#### Problem 1:
In the passage on Jordan Peterson, where was the ARC event held?
#### Problem 2:
Translate this sentence from the passage on Jordan Peterson into Spanish: "Peterson, like Ali, is brave, bold, and principled."
#### Problem 3:
Please retype the passage on Jordan Peterson from "At the aforementioned" up to and including "meant God—divine reality.".

#### Selected passage:
At the aforementioned ARC event in London, near the thoroughly modern skyscrapers of Canary Wharf, Jordan Peterson made an ancient declaration. Discussing how the family’s shared life at home is greatly meaningful despite its humility and normalcy, Peterson said this: What happens around the dinner table is real, absolutely real, and so is what is at the pinnacle. The “pinnacle” in context meant God—divine reality.
It is far beyond me to know what precise spiritual course Peterson is traveling. I have appreciated him for years, have prayed for his conversion, and beyond his story was inspired by different elements of the ARC event in London organized around him. (More to be said on that later.) Peterson, like Ali, is brave, bold, and principled. Even as he now sees the horrifying darkness of the non-Christian world, I pray he sees the blinding brilliance of the glory of the crucified, resurrected, and ascended Christ.

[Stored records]
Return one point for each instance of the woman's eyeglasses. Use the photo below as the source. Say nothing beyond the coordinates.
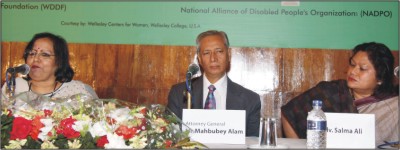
(41, 55)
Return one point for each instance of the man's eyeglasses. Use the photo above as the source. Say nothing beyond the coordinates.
(41, 55)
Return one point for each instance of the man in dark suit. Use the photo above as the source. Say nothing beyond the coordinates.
(214, 55)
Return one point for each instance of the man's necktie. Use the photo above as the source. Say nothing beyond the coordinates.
(210, 101)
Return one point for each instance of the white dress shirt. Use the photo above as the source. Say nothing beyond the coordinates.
(220, 91)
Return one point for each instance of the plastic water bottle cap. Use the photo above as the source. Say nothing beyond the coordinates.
(317, 103)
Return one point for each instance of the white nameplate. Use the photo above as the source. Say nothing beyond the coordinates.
(216, 126)
(348, 130)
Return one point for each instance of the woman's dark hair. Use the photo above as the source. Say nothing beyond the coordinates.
(383, 61)
(64, 72)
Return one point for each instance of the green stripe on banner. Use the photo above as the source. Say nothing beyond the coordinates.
(331, 25)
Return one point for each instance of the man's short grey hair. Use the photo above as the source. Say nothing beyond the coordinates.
(209, 33)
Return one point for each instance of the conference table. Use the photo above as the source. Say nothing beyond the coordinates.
(252, 142)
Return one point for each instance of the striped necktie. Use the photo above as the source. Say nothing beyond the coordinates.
(210, 101)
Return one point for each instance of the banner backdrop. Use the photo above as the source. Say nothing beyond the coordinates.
(332, 25)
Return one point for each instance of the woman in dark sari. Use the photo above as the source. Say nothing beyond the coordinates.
(369, 89)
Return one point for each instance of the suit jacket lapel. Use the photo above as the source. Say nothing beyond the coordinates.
(197, 91)
(233, 98)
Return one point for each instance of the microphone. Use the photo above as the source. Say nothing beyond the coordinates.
(193, 69)
(22, 69)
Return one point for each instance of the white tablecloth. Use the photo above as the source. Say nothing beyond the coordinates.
(285, 143)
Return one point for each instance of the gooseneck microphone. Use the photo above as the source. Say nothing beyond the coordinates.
(193, 69)
(22, 69)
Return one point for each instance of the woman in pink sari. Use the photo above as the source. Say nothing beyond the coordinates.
(368, 89)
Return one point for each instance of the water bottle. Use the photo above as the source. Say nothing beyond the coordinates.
(316, 127)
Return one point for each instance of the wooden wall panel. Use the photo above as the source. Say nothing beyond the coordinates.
(105, 75)
(82, 58)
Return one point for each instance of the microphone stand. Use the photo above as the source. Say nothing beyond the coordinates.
(189, 90)
(11, 83)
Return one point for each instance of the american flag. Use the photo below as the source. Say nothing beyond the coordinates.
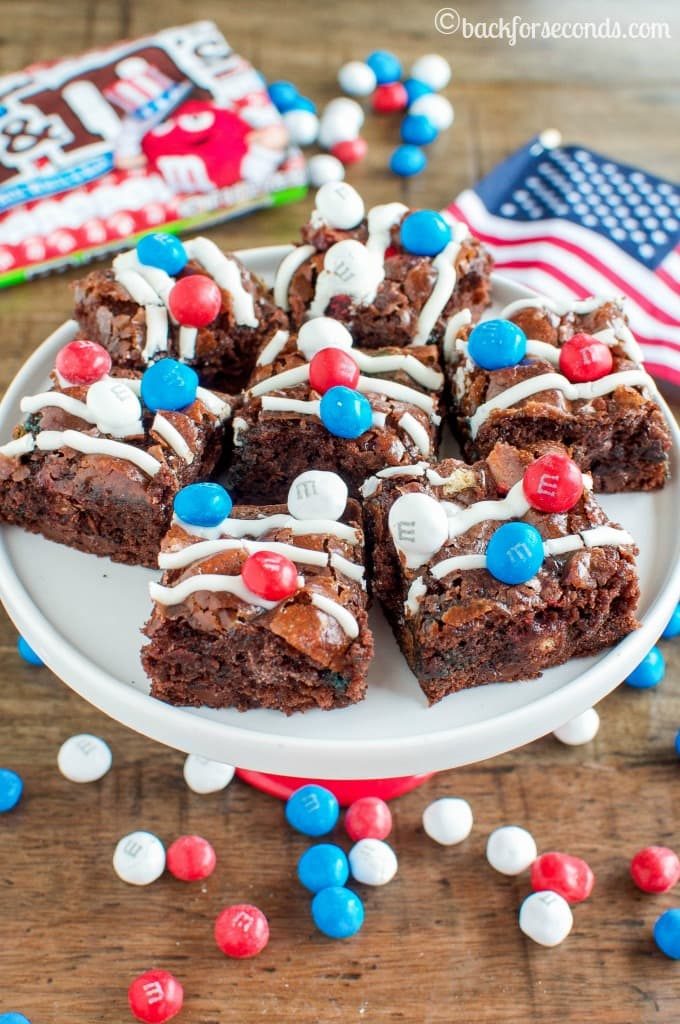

#### Exercise solution 1:
In London, near the skyscrapers of Canary Wharf.

#### Exercise solution 2:
Peterson, al igual que Ali, es valiente, audaz y firme en sus principios.

#### Exercise solution 3:
At the aforementioned ARC event in London, near the thoroughly modern skyscrapers of Canary Wharf, Jordan Peterson made an ancient declaration. Discussing how the family’s shared life at home is greatly meaningful despite its humility and normalcy, Peterson said this: What happens around the dinner table is real, absolutely real, and so is what is at the pinnacle. The “pinnacle” in context meant God—divine reality.